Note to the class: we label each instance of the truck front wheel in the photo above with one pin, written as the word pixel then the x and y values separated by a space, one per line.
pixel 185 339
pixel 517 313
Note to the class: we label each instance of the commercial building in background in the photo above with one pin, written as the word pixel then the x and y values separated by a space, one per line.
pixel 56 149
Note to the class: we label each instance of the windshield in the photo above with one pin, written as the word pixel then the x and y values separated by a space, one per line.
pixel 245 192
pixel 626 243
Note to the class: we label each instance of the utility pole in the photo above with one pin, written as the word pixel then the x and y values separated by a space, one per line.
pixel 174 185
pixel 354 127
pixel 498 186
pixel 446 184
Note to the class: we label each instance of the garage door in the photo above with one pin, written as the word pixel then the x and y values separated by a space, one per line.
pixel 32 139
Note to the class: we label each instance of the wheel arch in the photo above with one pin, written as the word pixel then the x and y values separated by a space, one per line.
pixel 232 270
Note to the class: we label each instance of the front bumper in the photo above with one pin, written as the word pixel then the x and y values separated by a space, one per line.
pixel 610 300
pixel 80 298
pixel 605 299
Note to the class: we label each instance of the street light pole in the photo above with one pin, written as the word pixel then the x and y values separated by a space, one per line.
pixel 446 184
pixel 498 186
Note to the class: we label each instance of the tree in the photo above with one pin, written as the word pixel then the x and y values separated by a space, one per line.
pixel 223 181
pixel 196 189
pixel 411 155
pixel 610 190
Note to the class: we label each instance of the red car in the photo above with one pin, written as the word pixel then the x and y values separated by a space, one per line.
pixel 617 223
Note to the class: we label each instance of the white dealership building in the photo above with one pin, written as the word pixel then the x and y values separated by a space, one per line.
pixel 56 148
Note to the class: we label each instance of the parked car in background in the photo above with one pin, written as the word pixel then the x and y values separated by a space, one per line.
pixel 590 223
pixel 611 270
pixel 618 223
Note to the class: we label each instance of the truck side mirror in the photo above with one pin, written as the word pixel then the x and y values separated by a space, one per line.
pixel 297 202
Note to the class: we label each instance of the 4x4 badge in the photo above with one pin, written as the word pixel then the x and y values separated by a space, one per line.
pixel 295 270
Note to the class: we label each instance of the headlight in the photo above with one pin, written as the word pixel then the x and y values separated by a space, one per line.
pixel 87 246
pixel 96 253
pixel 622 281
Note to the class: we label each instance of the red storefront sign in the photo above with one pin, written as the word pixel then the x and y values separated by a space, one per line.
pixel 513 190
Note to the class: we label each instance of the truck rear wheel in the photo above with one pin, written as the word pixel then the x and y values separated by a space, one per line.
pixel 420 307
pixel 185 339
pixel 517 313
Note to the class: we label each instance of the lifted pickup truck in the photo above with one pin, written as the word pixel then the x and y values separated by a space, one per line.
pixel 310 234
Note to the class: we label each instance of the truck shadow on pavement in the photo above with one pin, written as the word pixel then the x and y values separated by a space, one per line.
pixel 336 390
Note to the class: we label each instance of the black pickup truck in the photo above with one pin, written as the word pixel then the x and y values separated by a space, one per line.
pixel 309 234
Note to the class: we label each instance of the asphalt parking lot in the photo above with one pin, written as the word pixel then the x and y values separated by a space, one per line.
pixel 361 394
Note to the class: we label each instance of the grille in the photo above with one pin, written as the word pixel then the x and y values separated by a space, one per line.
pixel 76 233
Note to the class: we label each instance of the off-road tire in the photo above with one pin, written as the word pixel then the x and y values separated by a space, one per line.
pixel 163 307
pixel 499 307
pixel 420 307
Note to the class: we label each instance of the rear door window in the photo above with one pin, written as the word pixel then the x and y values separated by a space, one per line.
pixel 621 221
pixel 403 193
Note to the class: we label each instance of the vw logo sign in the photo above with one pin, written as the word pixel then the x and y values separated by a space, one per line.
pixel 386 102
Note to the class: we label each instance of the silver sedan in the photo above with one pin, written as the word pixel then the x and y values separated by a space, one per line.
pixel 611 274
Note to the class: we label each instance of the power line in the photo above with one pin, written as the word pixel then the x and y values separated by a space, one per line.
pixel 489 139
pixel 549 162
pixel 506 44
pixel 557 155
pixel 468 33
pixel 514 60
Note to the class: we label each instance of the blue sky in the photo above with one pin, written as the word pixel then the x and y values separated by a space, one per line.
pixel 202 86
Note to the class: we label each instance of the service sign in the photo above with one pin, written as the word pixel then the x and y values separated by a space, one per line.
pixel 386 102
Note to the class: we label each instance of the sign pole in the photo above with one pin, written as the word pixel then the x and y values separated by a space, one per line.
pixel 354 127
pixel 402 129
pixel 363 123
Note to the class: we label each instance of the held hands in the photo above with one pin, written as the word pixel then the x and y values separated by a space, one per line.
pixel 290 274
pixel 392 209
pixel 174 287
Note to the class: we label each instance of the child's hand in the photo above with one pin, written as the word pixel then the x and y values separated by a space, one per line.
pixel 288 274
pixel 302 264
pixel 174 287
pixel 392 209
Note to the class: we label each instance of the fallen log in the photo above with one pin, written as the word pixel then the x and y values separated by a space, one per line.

________

_CONSEGNA_: Per favore, riscrivi tutte le righe sostituendo ogni occorrenza di "Note to the class" con "Reminder for the class" e lasciando invariato tutto il resto.

_SOLUZIONE_:
Reminder for the class: we label each instance of the truck front wheel in the photo above with one pin, written as the word pixel then the x and y values separated by a space, one per line.
pixel 185 339
pixel 517 313
Reminder for the class: we label each instance of the commercial building in background in the photo above with one pin, written as the word pixel then the x and y values separated by a space, one per line.
pixel 56 149
Reminder for the class: we label each instance of the windshield in the photo above with one pin, written as the word pixel then the x and y values separated by a space, one per line.
pixel 245 192
pixel 626 243
Reminder for the class: we label each instance of the utility pole in the photo above with one pin, written as the word pixel then the x and y values separated by a space, one per line.
pixel 174 185
pixel 354 127
pixel 498 186
pixel 446 184
Reminder for the class: we label each instance of the garage door in the photo above with one pin, written as the word pixel then the x and y values separated by a space, one per line.
pixel 32 139
Reminder for the class: we label each instance of the wheel arch in the photo above with one pin, written as the word pixel then the x and y values separated by a space, one per line.
pixel 232 270
Reminder for the class: we label each instance of the front bumper in the photo above with one pin, written as the word pixel then the x and y values separated by a space, one per line.
pixel 610 300
pixel 80 298
pixel 605 299
Reminder for the class: we label each instance of the street light pole in the photo above with one pin, written as the word pixel then the x and y values separated by a space, one per line.
pixel 446 184
pixel 498 186
Reminder for the class: we label each instance of the tree in the photo above with one pin, written as the word pixel then the x and y values separated by a space, one per line.
pixel 223 181
pixel 196 189
pixel 411 155
pixel 610 190
Reminder for the class: we label each instance of the red car in the photo above with one pin, written as the word pixel then the x and y values separated by a space, one per line.
pixel 617 223
Reminder for the class: we label each instance of the white dealership building in the photo above with one pin, written as the word pixel then the x and y values separated by a space, one per line.
pixel 56 148
Reminder for the class: we label each instance of the parked car in background in the photo above with one pin, written as the word pixel then the x and y values separated by a space, one per line.
pixel 590 223
pixel 611 270
pixel 618 223
Reminder for the class: we label each instance of the truck side mirror in the photo above with one pin, written as the word pixel then the x and y values separated by a space, one per line.
pixel 297 202
Reminder for the class: we label each instance of the 4x4 badge in the photo above with one pin, written as the word pixel then the x and y values separated by a space, one per line.
pixel 295 270
Reminder for the class: we label each instance of the headlight in the photo above with one pin, written as the word pixel then the x and y values separated by a space, one per line.
pixel 87 246
pixel 96 253
pixel 622 281
Reminder for the class: we label each instance of the red storefront sign in the photo above with one pin, written as the word pixel then the x and y values separated by a space, one per line.
pixel 513 190
Reminder for the class: we label each instance of the truck rear wheel in the photo above with one pin, written as the word pixel then the x and y values separated by a space, one per line.
pixel 420 307
pixel 185 339
pixel 517 313
Reminder for the class: we label each instance of the lifted pickup truck in the photo above with one pin, written as the word pixel then the x and y values separated by a space, one per line.
pixel 310 234
Reminder for the class: we label each instance of the truck shadow on pavement in the photo above with one pin, written as the word pixel then the x and y values separated by a space, one per line.
pixel 336 390
Reminder for the class: we label each instance of the black pickup truck in the photo above with one pin, written as the word pixel then the x and y values separated by a space, one per line.
pixel 309 234
Reminder for the class: we label each instance of the asphalt parking lot in the photo above with one pin, written as the word pixel then the x and y values separated by a space, one per line.
pixel 361 394
Reminder for the class: we label each instance of the grille in the photo above with one pin, written as the word pixel then the x and y values separated by a space, one per line.
pixel 76 233
Reminder for the class: we label each instance of the off-road tire in the photo above with one pin, written as the word pixel then the x and y values separated by a space, one per line.
pixel 163 307
pixel 499 307
pixel 420 307
Reminder for the class: we label each instance of the rear door window in the photo above with one pin, written as the word pixel then the x and y values separated by a space, one per line.
pixel 621 221
pixel 403 193
Reminder for the class: we label each instance of the vw logo sign in the photo above with one pin, written as the word pixel then the x and y values separated by a space, one per line.
pixel 386 102
Reminder for the class: we label each instance of the silver sedan in the photo above with one pin, written as the word pixel then the x and y values separated by a space, one per line.
pixel 611 274
Reminder for the class: we label each instance of the power line in the photo above with one pin, written as the word pixel then the x and y values separated by a space, one per line.
pixel 489 139
pixel 549 162
pixel 506 44
pixel 557 155
pixel 468 33
pixel 514 60
Reminder for the class: we label each instance of the blue sky in the photo above with one pin, written as the word pixel then the x and y values separated by a space, one per line.
pixel 202 86
Reminder for the class: we label each instance of the service sign in the photo above with one pin, written as the word pixel then the x and y values separated by a space, one per line.
pixel 386 102
Reminder for the class: we label each instance of the sign pole in the photo above with one pin, written as the word pixel then the x and y values separated by a space, one per line.
pixel 354 127
pixel 402 129
pixel 363 123
Reminder for the class: we label each instance of the held hands in the photo above with one pin, written as the word pixel then the x and y values separated by a space, one per line.
pixel 290 274
pixel 392 209
pixel 174 287
Reminder for the class: we label each instance of the child's hand in the photo above with one pin, written as the word pixel then the x and y values separated by a space, one per line.
pixel 288 274
pixel 302 264
pixel 174 287
pixel 392 209
Reminder for the class: we label each instance of the fallen log in the photo above with one pin, written as the word pixel then the x and y values separated by a space, one per line.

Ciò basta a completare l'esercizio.